• EXERCISE INSTRUCTIONS:
a – From the seminar abstract on coronary artery hemodynamics below, list every adverse outcome that patients with Kawasaki disease aneurysms are said to be at increased risk for.
b – For each statement, say whether it agrees with the seminar abstract on coronary artery hemodynamics below. Answer yes or no, and quote the words of the text that decide it. (i) The seminar took place in Bowen Hall Room 222. (ii) Current imaging methods for the coronary arteries generally provide flow information. (iii) The talk also covers simulating flow in adult coronary artery bypass graft patients.
c – Go on with the seminar abstract on coronary artery hemodynamics below, starting after its last sentence.
BEGIN SELECTED TEXT
Multiscale Simulations of Coronary Artery Hemodynamics
Speaker: Alison Marsden, UCSD
Series: MAE Departmental Seminars
Location: Bowen Hall Room 222
Date/Time: Friday, September 28, 2012, 3:30 p.m. - 4:30 p.m.
Coronary artery flow is notoriously difficult to model due to the small size of these vessels, and the coupling of coronary vascular resistance with ventricular contraction. In this talk we will present a framework for modeling coronary hemodynamics, and demonstrate its application to a pediatric disease that targets the coronary arteries. Kawasaki disease (KD) is the leading cause of acquired heart disease in children, and can result in life-threatening coronary artery aneurysms in up to 25\% of patients. Patients with these aneurysms are at increased risk for thrombosis (blood clots), heart attack, and sudden death. Because current imaging methods for the coronary arteries generally do not provide flow information, clinical decisions regarding treatment of these patients are primarily based only on aneurysm shape, often ignoring important hemodynamic information. Our goal is to apply computer simulations to uncover hemodynamic factors that are linked to the risk of thrombosis, in order to develop a clinical tool that can stratify patient risk. We will present an overview of tools for patient specific modeling and simulation of coronary artery flow. In particular, we present new numerical methods for coupling closed-loop lumped parameter boundary conditions to a customized flow solver for stable and efficient numerical solutions that incorporate the dynamics of the circulatory system. We present recent results that quantify shear stress and residence times in aneurysms caused by KD for the first time. We go on to correlate simulation results with risk of thrombosis and other adverse events in multiple patients. Our ultimate goal is to provide clinicians with new tools that can improve long-term management of KD patients. We will also discuss application of these tools to simulating flow in adult coronary artery bypass graft patients.
END SELECTED TEXT
BEGIN DATA RECORDS
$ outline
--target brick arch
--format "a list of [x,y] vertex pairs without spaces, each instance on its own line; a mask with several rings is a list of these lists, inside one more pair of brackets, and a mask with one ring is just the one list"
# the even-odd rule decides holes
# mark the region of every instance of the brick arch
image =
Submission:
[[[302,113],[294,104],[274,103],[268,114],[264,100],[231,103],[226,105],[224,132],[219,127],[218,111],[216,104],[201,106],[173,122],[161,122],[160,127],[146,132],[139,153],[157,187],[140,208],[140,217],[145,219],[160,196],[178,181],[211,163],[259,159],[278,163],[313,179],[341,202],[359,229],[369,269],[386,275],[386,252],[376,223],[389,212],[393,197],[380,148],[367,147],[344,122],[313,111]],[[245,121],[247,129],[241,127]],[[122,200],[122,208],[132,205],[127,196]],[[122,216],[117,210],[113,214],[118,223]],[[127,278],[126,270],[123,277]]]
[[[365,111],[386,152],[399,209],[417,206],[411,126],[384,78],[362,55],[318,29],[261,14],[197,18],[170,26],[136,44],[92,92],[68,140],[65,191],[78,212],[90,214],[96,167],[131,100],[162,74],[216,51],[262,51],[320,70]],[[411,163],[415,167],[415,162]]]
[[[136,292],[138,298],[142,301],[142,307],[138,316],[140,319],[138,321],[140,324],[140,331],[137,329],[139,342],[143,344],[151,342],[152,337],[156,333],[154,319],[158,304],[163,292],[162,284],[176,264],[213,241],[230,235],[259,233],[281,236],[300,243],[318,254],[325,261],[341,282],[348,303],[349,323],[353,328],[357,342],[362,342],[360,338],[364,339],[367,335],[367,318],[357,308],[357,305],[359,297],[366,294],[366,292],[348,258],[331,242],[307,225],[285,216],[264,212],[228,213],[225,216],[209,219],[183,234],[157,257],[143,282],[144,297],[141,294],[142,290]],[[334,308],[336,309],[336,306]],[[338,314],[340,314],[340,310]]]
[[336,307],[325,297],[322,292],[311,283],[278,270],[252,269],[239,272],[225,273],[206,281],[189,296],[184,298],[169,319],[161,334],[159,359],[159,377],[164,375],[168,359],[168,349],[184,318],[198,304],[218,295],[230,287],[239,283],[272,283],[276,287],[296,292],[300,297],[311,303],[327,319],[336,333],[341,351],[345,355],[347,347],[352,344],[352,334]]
END DATA RECORDS
BEGIN DATA RECORDS
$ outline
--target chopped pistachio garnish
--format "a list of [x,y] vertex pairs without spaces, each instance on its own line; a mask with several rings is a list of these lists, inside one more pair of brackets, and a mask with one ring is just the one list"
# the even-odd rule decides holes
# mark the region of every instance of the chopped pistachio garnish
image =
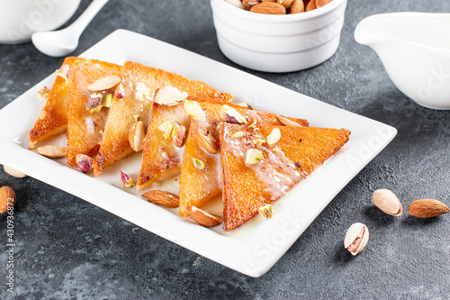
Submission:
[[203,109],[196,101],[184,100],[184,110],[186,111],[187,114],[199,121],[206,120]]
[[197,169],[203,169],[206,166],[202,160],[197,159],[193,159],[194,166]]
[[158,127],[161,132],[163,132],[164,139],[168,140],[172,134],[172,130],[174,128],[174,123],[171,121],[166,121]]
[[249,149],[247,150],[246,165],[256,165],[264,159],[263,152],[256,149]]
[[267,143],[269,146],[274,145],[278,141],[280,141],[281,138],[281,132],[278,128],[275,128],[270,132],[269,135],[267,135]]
END DATA RECORDS
BEGIN DATA RECORDS
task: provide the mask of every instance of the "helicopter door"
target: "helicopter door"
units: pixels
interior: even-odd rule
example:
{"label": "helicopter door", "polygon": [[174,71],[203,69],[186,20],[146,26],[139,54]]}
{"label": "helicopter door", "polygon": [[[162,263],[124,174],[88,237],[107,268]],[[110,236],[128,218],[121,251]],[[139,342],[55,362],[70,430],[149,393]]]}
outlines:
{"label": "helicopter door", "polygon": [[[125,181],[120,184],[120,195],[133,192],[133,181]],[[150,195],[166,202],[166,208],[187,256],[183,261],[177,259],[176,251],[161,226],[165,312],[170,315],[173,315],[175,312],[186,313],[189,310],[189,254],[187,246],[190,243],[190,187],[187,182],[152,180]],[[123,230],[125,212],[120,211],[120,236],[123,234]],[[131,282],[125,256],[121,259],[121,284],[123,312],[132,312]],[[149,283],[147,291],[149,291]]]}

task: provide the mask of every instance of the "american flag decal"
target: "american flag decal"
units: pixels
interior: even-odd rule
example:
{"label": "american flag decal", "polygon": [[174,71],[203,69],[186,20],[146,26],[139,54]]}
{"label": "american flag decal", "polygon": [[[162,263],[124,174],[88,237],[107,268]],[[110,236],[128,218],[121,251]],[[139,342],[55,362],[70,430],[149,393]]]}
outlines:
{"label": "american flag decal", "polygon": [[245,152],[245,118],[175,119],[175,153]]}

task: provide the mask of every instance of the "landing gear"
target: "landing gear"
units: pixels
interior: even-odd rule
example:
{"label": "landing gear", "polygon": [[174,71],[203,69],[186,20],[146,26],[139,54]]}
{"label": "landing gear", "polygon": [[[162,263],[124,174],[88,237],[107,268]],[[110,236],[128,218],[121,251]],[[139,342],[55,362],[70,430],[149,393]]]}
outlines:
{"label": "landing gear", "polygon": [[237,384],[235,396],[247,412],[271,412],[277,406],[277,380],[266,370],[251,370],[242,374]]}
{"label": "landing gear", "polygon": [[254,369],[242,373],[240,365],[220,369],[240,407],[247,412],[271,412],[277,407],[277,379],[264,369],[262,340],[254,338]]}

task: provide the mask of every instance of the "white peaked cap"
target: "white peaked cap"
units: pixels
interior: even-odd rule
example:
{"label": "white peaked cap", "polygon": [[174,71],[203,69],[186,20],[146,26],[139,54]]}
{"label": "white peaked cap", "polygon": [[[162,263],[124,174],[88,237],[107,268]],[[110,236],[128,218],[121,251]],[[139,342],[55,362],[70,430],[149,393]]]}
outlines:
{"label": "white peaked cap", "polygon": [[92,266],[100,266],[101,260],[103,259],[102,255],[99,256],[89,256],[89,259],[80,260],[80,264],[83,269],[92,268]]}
END DATA RECORDS
• ANSWER SET:
a – thrombosis (blood clots), heart attack, sudden death

b –
(i) Yes: "Location: Bowen Hall Room 222"
(ii) No: "current imaging methods for the coronary arteries generally do not provide flow information"
(iii) Yes: "We will also discuss application of these tools to simulating flow in adult coronary artery bypass graft patients."

c –
Alison Marsden is currently an assistant professor and Jacobs Faculty Fellow in the Mechanical and Aerospace Engineering department at the University of California San Diego. She graduated with a bachelor's degree in mechanical engineering from Princeton University in 1998, a PhD in mechanical engineering from Stanford in 2005, and did postdoctoral work at Stanford University in bioengineering and pediatric cardiology from 2005-07. She has been the recipient of an American Heart Association postdoctoral fellowship, an AHA beginning grant in aid award, a Burroughs Wellcome Fund Career Award at the Scientific Interface, an NSF CAREER award, and is a member of an international Leducq Foundation Network of Excellence. Her work focuses on the development of numerical methods for simulation of cardiovascular blood flow problems, application of optimization to fluid mechanics, and use of engineering tools to impact patient care in cardiovascular surgery and congenital heart disease.